──────── DATA PROVIDED
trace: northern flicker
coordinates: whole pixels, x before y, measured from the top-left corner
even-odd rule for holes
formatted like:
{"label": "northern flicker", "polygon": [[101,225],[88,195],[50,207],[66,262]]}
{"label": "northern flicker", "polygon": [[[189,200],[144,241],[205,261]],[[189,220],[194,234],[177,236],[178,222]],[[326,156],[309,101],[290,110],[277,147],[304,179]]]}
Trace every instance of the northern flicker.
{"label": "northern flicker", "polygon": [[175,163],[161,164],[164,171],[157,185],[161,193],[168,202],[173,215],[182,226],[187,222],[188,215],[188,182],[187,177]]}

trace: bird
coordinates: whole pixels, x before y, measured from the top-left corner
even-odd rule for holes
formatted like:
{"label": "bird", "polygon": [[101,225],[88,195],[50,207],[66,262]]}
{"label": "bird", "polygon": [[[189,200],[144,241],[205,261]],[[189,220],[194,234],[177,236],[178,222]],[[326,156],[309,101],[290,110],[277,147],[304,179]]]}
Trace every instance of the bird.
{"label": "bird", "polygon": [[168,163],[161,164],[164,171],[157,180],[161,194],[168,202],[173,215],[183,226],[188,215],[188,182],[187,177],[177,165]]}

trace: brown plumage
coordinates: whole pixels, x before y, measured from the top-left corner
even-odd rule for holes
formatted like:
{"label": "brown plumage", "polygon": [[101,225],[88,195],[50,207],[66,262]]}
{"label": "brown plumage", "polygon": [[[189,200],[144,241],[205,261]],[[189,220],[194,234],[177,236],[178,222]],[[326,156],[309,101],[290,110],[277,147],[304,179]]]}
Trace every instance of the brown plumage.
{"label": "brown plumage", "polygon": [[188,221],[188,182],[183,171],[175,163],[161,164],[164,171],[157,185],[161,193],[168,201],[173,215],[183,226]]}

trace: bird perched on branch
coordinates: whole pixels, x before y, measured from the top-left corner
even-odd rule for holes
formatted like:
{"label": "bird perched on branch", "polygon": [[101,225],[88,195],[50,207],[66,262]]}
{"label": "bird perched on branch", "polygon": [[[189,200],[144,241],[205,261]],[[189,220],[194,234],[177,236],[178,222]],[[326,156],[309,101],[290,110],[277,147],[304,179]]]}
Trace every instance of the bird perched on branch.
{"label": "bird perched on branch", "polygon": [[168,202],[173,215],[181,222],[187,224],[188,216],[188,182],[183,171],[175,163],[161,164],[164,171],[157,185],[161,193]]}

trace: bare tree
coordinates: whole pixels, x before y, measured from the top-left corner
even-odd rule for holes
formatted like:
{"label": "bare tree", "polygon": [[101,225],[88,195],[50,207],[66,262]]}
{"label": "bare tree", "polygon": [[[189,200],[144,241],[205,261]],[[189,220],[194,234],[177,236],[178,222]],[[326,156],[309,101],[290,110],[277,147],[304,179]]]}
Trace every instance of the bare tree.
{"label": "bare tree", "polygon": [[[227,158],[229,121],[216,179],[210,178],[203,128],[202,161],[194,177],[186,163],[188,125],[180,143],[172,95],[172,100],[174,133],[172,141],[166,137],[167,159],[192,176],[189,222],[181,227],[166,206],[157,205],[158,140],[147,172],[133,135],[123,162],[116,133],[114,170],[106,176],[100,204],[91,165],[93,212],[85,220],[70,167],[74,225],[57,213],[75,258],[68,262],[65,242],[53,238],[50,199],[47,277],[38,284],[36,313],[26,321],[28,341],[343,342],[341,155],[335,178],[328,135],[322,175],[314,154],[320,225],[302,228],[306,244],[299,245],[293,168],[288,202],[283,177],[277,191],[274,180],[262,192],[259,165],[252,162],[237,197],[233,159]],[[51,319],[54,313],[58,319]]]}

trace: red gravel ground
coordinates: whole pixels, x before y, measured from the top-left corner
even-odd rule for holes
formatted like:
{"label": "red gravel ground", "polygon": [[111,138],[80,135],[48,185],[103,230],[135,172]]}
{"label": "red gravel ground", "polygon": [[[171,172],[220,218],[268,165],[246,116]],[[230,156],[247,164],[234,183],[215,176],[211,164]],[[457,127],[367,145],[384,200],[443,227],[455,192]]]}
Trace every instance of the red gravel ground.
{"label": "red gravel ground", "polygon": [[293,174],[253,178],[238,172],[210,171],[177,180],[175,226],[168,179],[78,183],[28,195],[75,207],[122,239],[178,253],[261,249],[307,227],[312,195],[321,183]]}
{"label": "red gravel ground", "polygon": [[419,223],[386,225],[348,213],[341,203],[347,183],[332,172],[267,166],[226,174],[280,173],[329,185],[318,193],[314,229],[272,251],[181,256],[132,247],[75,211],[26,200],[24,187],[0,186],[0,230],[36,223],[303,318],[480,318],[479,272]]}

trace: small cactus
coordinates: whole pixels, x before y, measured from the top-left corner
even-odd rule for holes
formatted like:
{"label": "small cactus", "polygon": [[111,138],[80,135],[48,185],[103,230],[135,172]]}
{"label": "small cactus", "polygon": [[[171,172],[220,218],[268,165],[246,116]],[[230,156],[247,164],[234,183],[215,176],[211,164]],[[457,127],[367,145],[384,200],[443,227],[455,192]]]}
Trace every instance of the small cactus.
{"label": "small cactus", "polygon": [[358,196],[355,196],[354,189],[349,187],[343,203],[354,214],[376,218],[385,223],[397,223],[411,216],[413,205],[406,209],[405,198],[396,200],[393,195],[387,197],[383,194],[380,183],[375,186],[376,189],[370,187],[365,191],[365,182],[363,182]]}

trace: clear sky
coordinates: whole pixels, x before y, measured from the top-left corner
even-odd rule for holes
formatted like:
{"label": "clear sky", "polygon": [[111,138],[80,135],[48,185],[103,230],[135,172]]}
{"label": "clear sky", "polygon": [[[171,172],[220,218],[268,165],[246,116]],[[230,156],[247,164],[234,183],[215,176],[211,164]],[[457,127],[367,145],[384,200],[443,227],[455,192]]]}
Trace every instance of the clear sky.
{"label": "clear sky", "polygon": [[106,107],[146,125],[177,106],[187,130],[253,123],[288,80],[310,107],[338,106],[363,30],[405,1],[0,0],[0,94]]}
────────────────
──────── DATA PROVIDED
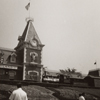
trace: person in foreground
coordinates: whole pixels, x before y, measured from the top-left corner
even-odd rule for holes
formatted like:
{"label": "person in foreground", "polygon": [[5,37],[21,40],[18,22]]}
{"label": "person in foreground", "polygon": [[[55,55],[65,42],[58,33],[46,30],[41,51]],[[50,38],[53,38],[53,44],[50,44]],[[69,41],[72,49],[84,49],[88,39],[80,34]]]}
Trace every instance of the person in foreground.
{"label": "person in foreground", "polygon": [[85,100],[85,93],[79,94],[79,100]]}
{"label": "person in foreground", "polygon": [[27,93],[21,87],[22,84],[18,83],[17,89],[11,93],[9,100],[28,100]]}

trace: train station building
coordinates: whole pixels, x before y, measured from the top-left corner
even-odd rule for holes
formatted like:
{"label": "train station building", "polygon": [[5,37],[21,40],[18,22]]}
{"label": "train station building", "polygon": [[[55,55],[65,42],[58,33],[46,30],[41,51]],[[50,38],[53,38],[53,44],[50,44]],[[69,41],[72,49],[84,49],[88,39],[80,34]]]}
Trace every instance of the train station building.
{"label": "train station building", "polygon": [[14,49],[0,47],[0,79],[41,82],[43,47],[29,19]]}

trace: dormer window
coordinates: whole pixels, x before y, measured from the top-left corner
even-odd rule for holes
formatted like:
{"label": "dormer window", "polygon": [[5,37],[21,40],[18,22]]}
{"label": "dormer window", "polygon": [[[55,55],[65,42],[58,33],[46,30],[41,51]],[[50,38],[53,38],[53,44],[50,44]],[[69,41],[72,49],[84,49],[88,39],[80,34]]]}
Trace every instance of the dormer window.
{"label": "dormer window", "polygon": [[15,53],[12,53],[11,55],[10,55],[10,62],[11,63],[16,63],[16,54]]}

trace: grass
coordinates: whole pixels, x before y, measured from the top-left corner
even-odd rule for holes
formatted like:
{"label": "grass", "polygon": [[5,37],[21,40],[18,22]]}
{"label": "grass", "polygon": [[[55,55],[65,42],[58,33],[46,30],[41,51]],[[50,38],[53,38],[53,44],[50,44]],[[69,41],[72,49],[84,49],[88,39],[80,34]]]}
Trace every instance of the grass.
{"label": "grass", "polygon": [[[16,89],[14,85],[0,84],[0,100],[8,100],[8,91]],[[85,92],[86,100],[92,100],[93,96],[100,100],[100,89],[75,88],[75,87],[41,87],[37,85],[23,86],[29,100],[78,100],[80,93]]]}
────────────────
■ THE REQUEST: Give back the data from the line with "trace: northern flicker" up to and including the line with "Trace every instance of the northern flicker.", swapping "top-left corner" for "upper-left corner" and leaving everything else unchanged.

■ TASK OUTPUT:
trace: northern flicker
coordinates: whole pixels, x before y, measured from the upper-left corner
even-odd rule for holes
formatted like:
{"label": "northern flicker", "polygon": [[101,225],[88,195],[50,207],[66,262]]}
{"label": "northern flicker", "polygon": [[[189,200],[144,241],[205,261]],[[189,220],[194,234],[177,236],[178,222]],[[326,156],[309,101],[290,110],[277,147],[304,179]]]}
Trace every instance of the northern flicker.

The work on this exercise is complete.